** BEGIN **
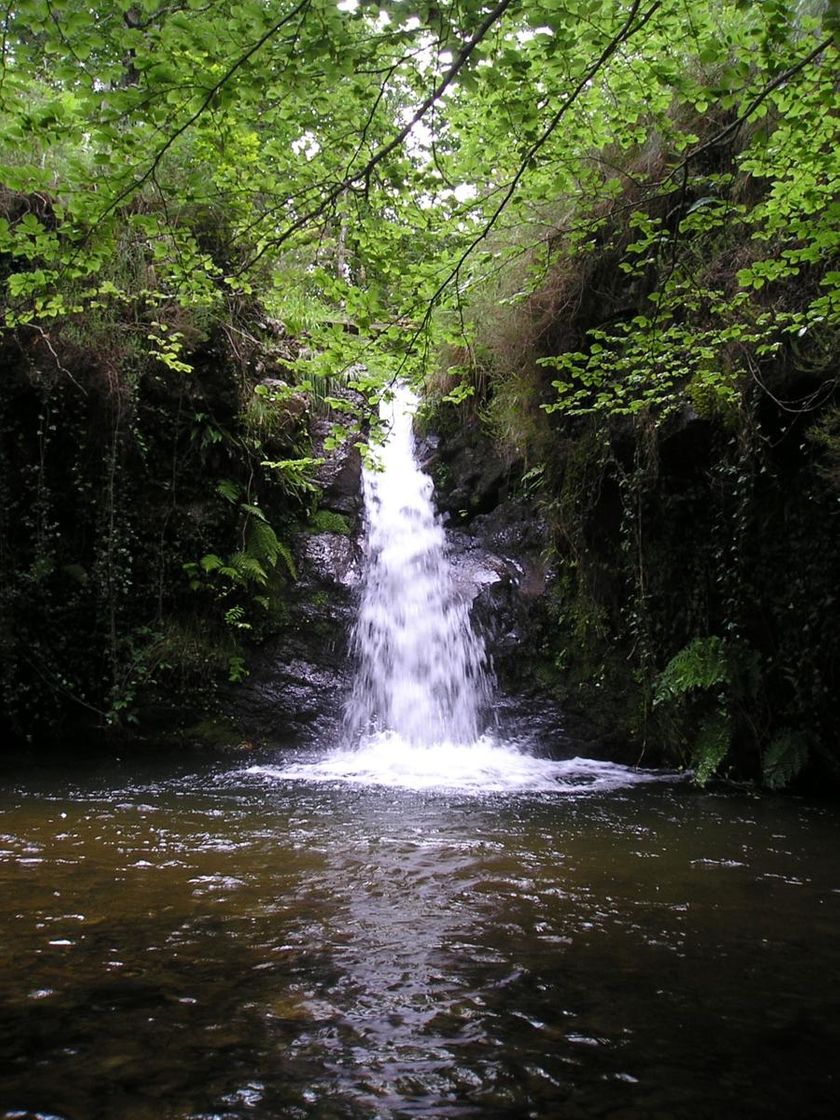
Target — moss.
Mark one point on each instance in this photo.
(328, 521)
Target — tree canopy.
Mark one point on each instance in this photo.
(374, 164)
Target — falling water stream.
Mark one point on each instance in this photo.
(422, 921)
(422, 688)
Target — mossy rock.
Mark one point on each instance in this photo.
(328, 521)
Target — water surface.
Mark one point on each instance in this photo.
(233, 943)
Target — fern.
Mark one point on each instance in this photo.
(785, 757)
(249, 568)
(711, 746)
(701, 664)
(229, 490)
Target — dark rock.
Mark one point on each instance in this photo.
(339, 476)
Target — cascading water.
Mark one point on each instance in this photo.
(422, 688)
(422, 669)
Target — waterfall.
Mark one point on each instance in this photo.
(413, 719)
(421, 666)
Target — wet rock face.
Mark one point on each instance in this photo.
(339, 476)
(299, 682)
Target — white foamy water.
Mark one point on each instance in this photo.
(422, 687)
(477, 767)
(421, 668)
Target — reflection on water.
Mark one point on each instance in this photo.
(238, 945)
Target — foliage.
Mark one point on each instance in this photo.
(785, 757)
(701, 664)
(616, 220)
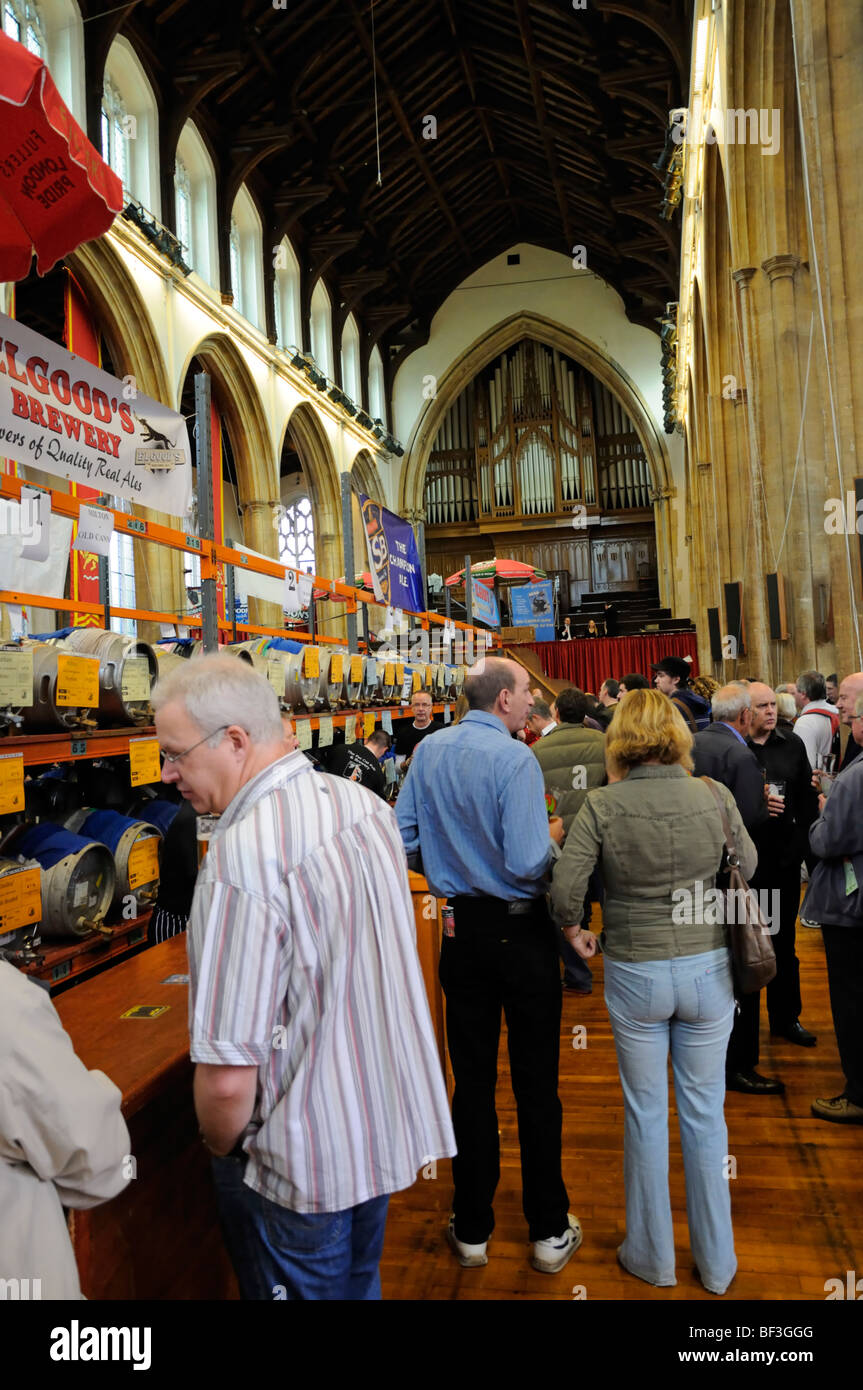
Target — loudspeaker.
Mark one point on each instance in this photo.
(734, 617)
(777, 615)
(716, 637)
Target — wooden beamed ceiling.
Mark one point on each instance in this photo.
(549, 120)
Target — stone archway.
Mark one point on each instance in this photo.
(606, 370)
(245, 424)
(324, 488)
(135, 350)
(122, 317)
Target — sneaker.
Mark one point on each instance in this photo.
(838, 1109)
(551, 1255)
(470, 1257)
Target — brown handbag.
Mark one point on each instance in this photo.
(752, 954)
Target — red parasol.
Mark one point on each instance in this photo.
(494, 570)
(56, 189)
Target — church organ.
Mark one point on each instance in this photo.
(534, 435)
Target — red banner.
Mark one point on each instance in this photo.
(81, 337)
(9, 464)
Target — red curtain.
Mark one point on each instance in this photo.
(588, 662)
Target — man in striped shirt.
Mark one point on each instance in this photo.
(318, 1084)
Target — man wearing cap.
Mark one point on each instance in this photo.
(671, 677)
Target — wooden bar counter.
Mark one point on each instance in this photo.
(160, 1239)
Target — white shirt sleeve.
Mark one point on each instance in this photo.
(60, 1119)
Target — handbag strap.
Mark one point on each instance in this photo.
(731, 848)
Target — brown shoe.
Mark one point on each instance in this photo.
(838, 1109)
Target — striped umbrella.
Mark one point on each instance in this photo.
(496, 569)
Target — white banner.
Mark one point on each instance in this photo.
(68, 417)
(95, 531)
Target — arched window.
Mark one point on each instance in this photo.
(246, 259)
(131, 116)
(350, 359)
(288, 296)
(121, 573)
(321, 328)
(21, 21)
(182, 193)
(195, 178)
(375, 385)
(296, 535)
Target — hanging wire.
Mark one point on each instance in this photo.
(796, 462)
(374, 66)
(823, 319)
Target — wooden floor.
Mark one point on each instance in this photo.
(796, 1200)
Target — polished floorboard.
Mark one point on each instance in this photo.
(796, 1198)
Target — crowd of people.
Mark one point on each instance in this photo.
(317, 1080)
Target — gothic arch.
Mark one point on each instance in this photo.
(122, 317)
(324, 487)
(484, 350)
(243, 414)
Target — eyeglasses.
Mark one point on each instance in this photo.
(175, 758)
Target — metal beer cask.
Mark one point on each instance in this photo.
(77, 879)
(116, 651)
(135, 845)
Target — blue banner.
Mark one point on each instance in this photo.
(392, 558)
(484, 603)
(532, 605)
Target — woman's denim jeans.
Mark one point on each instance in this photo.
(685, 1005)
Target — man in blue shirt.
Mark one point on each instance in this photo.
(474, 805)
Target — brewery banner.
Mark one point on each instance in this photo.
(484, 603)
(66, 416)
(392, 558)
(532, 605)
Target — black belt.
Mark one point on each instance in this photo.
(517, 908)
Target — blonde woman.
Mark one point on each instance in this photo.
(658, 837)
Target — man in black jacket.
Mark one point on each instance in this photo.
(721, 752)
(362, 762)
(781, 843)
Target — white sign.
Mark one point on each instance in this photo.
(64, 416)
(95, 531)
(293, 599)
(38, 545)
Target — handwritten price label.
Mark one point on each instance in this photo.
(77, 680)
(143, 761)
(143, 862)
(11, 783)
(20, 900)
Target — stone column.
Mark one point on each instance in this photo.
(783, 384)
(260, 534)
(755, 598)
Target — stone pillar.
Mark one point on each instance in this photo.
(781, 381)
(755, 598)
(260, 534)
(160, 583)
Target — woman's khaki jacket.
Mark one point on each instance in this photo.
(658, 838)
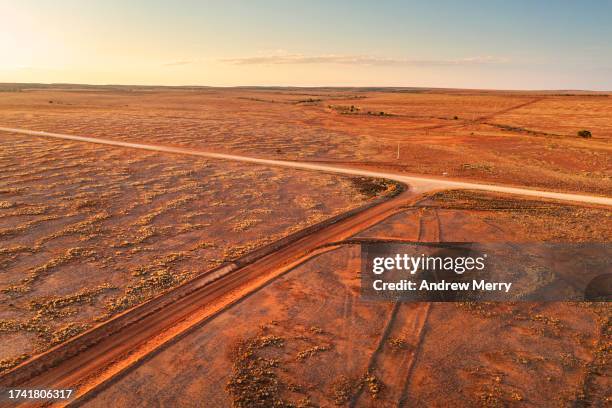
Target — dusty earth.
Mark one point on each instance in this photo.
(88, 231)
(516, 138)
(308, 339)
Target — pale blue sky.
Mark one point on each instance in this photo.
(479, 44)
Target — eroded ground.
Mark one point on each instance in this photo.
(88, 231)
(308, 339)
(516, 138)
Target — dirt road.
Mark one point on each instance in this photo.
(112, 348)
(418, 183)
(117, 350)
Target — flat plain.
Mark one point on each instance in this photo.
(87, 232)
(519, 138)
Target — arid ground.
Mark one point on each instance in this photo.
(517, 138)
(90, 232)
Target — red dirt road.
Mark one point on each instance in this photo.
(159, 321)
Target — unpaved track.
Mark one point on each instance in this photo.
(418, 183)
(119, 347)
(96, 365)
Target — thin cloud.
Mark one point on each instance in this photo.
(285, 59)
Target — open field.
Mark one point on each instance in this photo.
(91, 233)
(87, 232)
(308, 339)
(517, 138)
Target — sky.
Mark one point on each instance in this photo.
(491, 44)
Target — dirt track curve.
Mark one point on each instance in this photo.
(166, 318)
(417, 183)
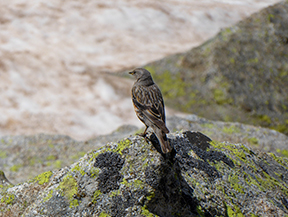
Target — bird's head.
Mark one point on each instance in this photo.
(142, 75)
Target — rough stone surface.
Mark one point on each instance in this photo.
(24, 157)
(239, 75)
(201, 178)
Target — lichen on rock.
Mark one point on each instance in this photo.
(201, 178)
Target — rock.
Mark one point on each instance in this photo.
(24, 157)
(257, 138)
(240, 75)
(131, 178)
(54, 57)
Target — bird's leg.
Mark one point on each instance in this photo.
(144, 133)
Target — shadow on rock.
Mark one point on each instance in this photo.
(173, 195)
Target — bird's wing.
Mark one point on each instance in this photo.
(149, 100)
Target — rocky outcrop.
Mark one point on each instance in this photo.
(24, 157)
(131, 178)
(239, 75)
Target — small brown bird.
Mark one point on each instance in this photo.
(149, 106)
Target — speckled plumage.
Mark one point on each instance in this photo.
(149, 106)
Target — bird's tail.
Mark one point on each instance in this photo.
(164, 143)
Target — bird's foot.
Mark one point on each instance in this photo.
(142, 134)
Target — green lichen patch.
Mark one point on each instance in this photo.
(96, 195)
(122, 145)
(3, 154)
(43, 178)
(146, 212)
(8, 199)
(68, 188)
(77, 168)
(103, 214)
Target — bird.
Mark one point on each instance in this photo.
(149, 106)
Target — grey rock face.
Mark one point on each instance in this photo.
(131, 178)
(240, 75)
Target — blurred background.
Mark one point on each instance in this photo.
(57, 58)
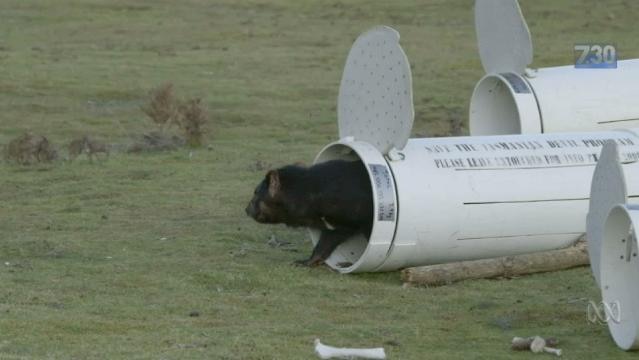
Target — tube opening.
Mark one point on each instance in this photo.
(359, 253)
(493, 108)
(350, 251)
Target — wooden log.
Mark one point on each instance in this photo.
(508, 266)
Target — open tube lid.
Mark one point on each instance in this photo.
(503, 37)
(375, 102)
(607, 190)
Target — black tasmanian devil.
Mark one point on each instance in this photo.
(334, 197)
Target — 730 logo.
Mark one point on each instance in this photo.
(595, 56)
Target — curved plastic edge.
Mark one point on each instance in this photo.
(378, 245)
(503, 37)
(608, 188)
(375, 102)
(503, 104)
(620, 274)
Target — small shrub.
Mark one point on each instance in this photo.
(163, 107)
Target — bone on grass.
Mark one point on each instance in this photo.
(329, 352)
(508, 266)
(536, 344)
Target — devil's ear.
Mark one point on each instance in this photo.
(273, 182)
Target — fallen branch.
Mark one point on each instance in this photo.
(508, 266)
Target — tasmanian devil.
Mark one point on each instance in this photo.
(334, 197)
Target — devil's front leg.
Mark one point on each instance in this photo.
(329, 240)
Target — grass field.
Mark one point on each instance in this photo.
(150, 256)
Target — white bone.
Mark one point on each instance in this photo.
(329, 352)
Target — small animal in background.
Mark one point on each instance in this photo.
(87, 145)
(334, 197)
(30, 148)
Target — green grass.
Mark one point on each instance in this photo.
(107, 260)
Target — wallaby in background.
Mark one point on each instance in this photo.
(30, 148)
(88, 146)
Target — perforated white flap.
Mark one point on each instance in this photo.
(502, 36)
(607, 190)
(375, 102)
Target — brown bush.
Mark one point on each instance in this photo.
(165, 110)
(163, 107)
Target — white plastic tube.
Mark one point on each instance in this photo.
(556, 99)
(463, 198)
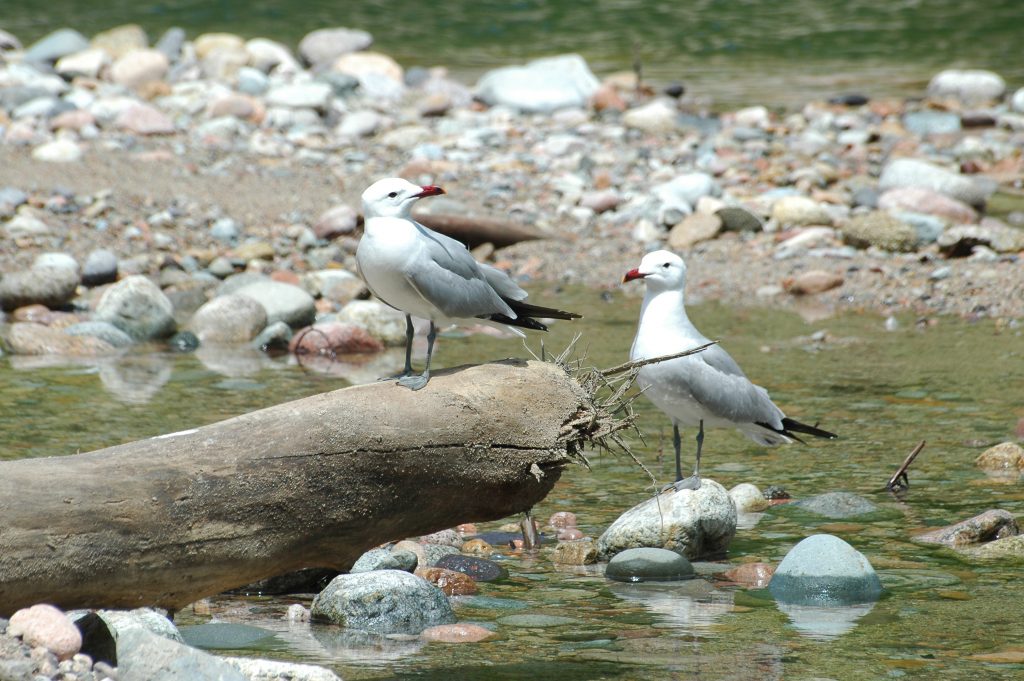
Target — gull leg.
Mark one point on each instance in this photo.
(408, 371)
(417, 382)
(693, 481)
** END **
- [Task requirements]:
Set down the line containing "Target — devil's ear.", then every later line through the end of the material, exactly as written; omit any picture.

- [Full solution]:
Target — devil's ear.
Mark one point on each instance in this photo.
(273, 182)
Target — fallen branch.
Mark one point on each instance in this photo.
(508, 266)
Target — tasmanian devil.
Mark one point on each instance in this photo.
(334, 197)
Target — devil's front leg.
Mark one point on each instance in this photo.
(329, 240)
Target — grass field.
Mark one point on each instance in this photo.
(150, 256)
Target — white bone.
Mark one point on each instance in this photo.
(329, 352)
Target — small animal in background.
Mark one point on each instance in this photo.
(87, 145)
(334, 197)
(30, 148)
Target — green grass.
Mark one point on each instance in this photo.
(107, 260)
Target — wallaby in background.
Mark one point on each instance in this photo.
(30, 148)
(88, 146)
Target — perforated white flap.
Mark one point on each instance in this photo.
(502, 36)
(607, 190)
(375, 102)
Target — brown bush.
Mark one point on each instance in this photo.
(165, 110)
(163, 107)
Target — white plastic tube.
Mark one point on each instance in this photo.
(556, 99)
(463, 198)
Target — gull leg.
Mark one point on each instance in this photo.
(408, 371)
(417, 382)
(693, 481)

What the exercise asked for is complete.